Over the years, I have been involved with mission work through my church and followed the work of our various missionaries—usually in other parts of the world. I have also been privileged to represent the Women’s Missionary Society (WMS) at the National Council of Women of Canada (NCWC) Annual meeting for a number of years. Locally, I have also been a member of the Council of Women in Montreal, having joined as the representative from Girl Guides in Quebec. I remember my first few meetings with these bright, active women who seemed to know so much of what was going on in the city and what needed to be addressed, improved, or changed.
It was during my involvement on Montreal Council were I was introduced to the value of what could be achieved by lobbying those who make the laws governing the everyday lives of its citizens. It was simple things like better lighting in city parking lots, redistribution of garbage containers, easier access for the disabled on busy streets. I found the work stimulating. It seemed to be a place where women worked to improve social conditions instead of just complaining about them.

============

=== Tasks for this exercise ===
a: In the reflection, which organization did the writer represent on joining the Council of Women in Montreal?
b: Repeat the part of the reflection starting at "It was during" and ending at "complaining about them.", swapping "garbage containers" for "recycling bins".
The data that comes next has no connection to the reflection.

============

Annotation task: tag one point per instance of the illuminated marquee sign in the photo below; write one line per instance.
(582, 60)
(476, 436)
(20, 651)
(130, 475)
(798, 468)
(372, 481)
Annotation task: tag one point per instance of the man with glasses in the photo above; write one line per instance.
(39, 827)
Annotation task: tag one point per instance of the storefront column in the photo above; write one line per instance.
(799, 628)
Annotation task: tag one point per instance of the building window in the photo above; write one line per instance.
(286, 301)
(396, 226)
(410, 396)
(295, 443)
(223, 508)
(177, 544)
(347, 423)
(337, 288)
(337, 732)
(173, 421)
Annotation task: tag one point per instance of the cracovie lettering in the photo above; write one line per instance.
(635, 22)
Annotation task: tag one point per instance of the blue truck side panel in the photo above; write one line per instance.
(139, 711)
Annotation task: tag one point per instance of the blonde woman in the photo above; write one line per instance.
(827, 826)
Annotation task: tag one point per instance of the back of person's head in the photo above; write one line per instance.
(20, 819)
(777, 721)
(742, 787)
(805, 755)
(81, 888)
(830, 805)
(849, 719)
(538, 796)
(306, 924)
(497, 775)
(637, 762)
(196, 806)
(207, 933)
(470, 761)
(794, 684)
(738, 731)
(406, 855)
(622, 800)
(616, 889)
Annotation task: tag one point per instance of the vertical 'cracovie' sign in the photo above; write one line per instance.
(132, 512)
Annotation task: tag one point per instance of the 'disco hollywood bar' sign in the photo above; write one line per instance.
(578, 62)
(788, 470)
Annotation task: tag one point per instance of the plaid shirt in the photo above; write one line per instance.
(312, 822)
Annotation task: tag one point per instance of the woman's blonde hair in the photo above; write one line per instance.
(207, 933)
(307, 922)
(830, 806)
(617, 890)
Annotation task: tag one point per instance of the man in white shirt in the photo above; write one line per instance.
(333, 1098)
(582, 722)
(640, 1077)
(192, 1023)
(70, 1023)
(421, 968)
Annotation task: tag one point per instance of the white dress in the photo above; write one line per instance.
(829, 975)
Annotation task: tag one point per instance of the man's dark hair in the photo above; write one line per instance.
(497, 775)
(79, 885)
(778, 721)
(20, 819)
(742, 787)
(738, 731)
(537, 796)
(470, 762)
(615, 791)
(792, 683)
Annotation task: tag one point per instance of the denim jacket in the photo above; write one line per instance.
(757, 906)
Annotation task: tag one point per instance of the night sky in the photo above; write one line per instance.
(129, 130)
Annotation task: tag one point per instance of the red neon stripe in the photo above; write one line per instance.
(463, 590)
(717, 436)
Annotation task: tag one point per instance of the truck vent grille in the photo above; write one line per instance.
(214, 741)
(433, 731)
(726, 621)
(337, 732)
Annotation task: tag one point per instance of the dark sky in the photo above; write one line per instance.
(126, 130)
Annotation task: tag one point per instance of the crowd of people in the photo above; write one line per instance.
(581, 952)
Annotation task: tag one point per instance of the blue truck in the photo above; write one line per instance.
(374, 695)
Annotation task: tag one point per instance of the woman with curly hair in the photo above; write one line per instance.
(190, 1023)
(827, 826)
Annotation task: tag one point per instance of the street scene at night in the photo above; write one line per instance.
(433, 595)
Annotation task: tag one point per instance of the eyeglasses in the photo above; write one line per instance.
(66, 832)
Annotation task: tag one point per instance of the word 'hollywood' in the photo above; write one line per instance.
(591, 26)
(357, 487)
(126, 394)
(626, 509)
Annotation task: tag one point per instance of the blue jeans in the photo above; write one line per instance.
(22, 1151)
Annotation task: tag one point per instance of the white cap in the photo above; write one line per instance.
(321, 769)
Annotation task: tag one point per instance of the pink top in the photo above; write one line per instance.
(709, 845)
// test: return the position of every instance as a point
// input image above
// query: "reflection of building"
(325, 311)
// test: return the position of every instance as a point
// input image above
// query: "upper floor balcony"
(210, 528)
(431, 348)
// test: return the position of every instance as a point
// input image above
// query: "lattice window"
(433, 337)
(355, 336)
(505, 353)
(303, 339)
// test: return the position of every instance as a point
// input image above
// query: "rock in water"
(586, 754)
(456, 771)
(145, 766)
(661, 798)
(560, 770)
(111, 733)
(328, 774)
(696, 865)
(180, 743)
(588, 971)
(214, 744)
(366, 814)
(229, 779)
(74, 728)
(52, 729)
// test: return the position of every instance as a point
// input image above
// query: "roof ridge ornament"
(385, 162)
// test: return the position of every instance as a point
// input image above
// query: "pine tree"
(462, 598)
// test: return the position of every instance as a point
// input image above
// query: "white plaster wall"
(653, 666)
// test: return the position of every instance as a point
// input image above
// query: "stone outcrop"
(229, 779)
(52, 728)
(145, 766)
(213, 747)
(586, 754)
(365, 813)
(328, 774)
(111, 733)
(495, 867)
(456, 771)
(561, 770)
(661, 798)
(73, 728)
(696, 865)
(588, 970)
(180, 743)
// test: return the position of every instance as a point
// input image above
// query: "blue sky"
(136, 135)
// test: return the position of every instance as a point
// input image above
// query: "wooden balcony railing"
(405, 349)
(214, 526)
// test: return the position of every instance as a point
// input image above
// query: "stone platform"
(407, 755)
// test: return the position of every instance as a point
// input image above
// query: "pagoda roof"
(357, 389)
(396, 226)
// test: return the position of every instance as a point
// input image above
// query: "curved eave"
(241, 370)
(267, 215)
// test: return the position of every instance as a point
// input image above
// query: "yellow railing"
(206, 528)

============

=== The answers ===
a: The writer joined as the representative from Girl Guides in Quebec.

b:
It was during my involvement on Montreal Council were I was introduced to the value of what could be achieved by lobbying those who make the laws governing the everyday lives of its citizens. It was simple things like better lighting in city parking lots, redistribution of recycling bins, easier access for the disabled on busy streets. I found the work stimulating. It seemed to be a place where women worked to improve social conditions instead of just complaining about them.